• _TEXT EXCERPT_:
# # #
Content: What Google's AI Actually Wants to See

Google’s AI systems have gotten good at detecting lazy content. Manufacturer descriptions copied across hundreds of sites? Detected. Thin product pages with 30 words of fluff? Detected. AI-generated text that sounds plausible but says nothing? Definitely detected.

The helpful content system Google rolled out (and keeps updating) doesn’t just penalize weak pages. It can suppress your entire domain if too much of your content fails the quality test. Stores with thin content aren’t just losing individual rankings. They’re losing visibility across the board.

What AI Changed

Google used to rank pages. Now it evaluates sites. The helpful content update looks at the overall quality of your domain. If Google’s AI decides your site has substantial “unhelpful” content, even your good pages get dragged down.

At the same time, AI Overviews pull from and cite sources Google considers authoritative. Stores with genuinely detailed, original product information are more likely to be referenced in these summaries. That’s one way to recover visibility even when direct clicks decline.
# # #
(Data entries)
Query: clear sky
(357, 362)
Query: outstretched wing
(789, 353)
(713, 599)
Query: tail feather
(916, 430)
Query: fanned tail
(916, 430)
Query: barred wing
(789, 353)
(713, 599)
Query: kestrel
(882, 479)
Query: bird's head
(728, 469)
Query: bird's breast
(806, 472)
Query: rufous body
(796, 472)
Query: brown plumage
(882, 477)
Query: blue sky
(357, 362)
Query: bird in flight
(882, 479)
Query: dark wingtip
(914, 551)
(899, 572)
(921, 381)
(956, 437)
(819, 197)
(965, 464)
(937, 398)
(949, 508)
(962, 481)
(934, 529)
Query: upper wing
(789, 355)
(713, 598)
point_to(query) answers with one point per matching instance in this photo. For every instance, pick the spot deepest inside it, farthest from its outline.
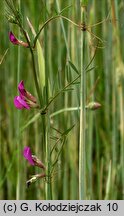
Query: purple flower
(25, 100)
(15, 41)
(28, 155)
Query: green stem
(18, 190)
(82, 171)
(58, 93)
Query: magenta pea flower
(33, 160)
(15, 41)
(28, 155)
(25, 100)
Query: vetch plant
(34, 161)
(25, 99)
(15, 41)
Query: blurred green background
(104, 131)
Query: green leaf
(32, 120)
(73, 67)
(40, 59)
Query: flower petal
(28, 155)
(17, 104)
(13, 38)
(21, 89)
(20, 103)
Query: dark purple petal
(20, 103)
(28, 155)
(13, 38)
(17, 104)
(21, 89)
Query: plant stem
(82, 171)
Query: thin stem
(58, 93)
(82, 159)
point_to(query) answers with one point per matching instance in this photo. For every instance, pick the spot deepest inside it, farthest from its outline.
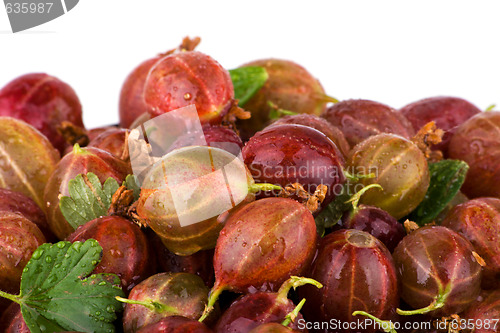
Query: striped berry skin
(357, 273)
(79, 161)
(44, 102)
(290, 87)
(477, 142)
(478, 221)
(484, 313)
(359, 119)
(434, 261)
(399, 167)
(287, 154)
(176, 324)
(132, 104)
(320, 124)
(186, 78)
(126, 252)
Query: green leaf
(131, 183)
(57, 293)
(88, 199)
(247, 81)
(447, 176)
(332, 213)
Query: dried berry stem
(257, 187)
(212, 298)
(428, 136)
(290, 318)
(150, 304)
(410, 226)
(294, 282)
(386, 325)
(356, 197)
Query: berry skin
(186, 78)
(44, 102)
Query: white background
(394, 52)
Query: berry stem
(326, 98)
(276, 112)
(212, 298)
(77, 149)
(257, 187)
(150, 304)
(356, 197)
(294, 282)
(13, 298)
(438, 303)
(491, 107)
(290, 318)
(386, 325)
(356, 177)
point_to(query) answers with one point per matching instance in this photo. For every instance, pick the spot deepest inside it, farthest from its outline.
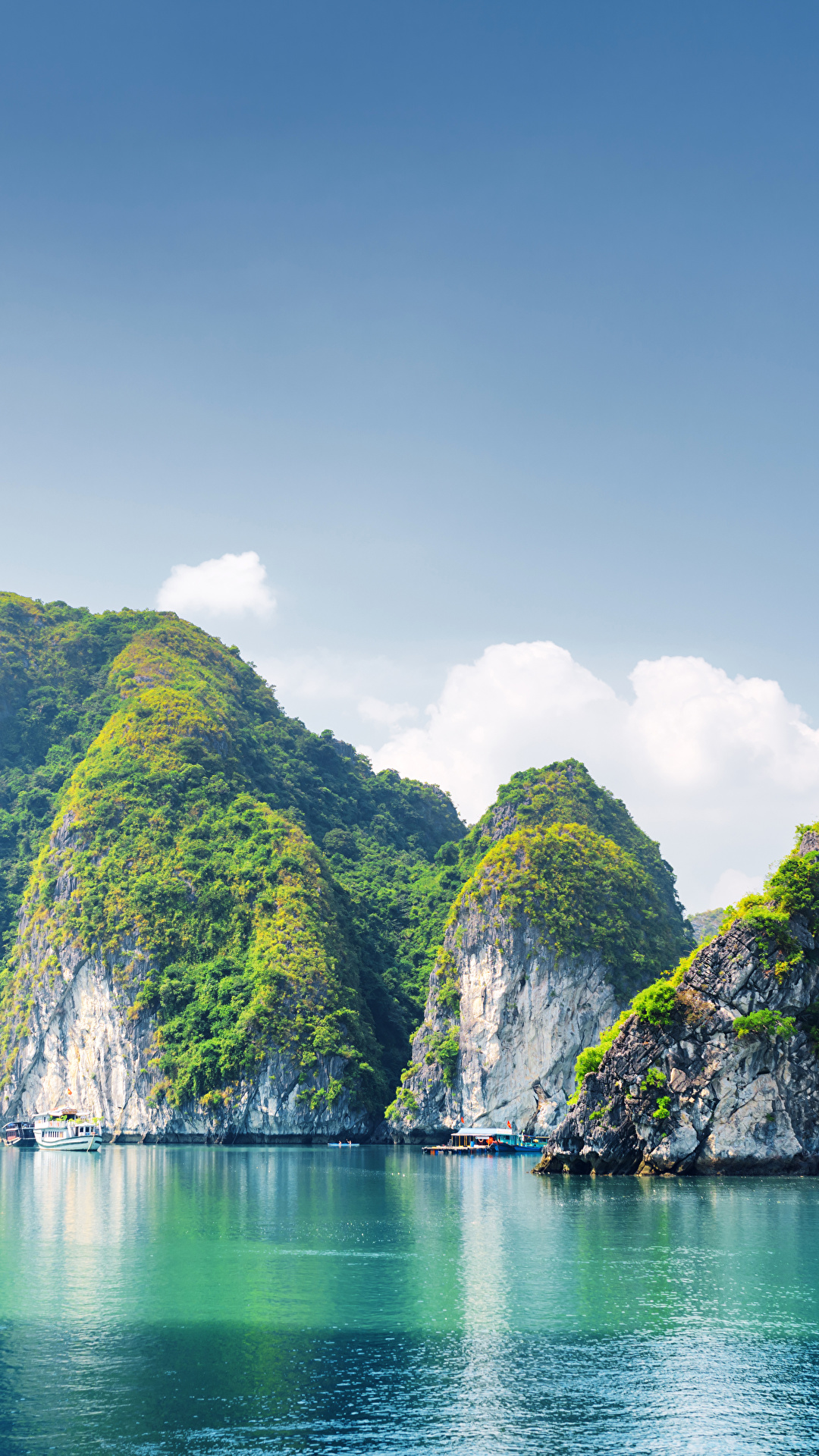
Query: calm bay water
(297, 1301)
# # #
• _GIVEN INSTRUCTION_: The text on what Google's AI wants to see in content lists kinds of lazy content that it says are detected. Name each one.

• _RESPONSE FOR THIS EXERCISE_:
- Manufacturer descriptions copied across hundreds of sites
- Thin product pages with 30 words of fluff
- AI-generated text that sounds plausible but says nothing